◆ **Testo di lettura**
┏━━

IL “DECALOGO”

Io sono il Signore, tuo Dio... Non avrai altri dèi di fronte a me! (Esodo 20,2-3)



"Decalogo” è il termine greco usato per definire quelle “dieci parole” fondamentali che reggono la morale biblica, ma che hanno in filigrana anche i valori etici generali e naturali. Certo, il fatto che queste “parole” siano Parola di Dio che è comunicata dalla vetta del Sinai, il monte dell’alleanza tra il Signore e Israele, imprime al Decalogo una radicale qualità religiosa, attestata soprattutto dal primo comandamento che ha ben tre formulazioni: teologica («Non avrai altri dèi...»), pastorale («Non ti farai idolo né immagine alcuna...») e liturgica («Non ti prostrerai davanti a loro nè li servirai»).

La sequenza dei precetti è affidata a imperativi netti e negativi del tipo:
«Non fare!». In realtà, questo è un modo per esaltare anche il contenuto positivo che essi posseggono, così da non rendere la morale biblica solo un’etica del proibito. Potremmo commentare il primo comandamento, cardine di tutti gli altri, con le parole dello Shema’ l’”Ascolta!”, la professione di fede cara a ogni ebreo: «Ascolta, Israele! Il Signore è il nostro Dio, il Signore è uno solo! Amerai il Signore tuo Dio con tutto il cuore, con tutta l’anima e con tutte le forze» (Deuteronomio 6,4-5).

┗━━

Prosegua il testo sul Decalogo riprendendo subito dopo l'ultima frase riportata.

(Voci salvate)
┏━━

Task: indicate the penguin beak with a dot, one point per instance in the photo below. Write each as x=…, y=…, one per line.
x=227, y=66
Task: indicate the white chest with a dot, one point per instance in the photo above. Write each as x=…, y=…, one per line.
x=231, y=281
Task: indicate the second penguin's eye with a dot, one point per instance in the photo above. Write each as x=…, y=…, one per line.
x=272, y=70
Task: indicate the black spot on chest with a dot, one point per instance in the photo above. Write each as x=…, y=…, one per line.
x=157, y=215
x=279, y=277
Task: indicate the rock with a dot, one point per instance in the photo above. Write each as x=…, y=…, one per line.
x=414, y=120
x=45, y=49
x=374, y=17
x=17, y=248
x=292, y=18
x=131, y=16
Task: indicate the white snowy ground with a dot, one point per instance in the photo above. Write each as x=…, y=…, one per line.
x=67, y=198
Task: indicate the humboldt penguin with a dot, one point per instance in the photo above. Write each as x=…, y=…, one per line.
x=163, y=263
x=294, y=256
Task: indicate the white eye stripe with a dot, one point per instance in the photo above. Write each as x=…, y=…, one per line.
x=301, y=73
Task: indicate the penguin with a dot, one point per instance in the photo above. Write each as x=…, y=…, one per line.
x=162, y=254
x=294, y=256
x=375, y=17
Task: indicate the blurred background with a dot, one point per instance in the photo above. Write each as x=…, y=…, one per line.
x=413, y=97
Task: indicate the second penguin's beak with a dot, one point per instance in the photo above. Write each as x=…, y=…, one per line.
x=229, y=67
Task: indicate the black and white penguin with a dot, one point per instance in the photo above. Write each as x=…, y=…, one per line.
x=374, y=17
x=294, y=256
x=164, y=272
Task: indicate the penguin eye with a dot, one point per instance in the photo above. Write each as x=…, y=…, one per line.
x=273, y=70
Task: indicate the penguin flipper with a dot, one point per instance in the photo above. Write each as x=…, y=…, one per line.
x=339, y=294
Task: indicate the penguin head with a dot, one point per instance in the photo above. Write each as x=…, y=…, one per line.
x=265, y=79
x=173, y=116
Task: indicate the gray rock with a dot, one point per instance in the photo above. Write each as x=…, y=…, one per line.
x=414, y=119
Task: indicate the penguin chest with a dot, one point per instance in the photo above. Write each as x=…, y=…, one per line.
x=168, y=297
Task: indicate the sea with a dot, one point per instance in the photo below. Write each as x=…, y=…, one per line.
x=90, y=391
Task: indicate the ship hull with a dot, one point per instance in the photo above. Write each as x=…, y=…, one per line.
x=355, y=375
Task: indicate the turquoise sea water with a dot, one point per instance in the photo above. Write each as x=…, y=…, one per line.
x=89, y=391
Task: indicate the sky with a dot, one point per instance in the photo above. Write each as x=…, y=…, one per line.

┗━━

◆ **Risposta alla consegna**
Il secondo comandamento — «Non pronunciare invano il nome del Signore tuo Dio» —‘ più che la bestemmia, quasi inconcepibile nell’antichità nella forma volgare praticata presso di noi, condanna l’idolatria, essendo l’idolo una cosa “vana”. Si rigetta, così, ogni degenerazione religiosa. Il sabato, terzo comandamento, è l’oasi spirituale del culto, incastonata nel tempo feriale: attraverso essa si entra nel “riposo” divino, l’eternità, e si scopre l’armonia con la creazione e si esalta la libertà. Il quarto comandamento è il cardine della vita sociale, tant’è vero che è seguito da una benedizione: nel padre e nella madre, che sono l’asse della famiglia, si riassumono tutte le relazioni sociali.

Il «non uccidere» del quinto comandamento celebra in positivo il diritto alla vita. Certo, nell’Antico Testamento esistevano eccezioni sancite dalla legge del taglione o dall’”anatema”, la strage sacra, o dalla pena capitale. Sarà Cristo che ricondurrà il precetto alla sua radicalità autentica (vedi Matteo 5,21-22). Il «non commettere adulterio» — sesto comanda- mento — esalta il diritto al matrimonio e propone un uso umano e corretto della sessualità. Il settimo comandamento, prima ancora che la tutela della proprietà, ha di mira la libertà personale (il «non rubare» vuole, infatti, colpire le razzie coi relativi sequestri di persona).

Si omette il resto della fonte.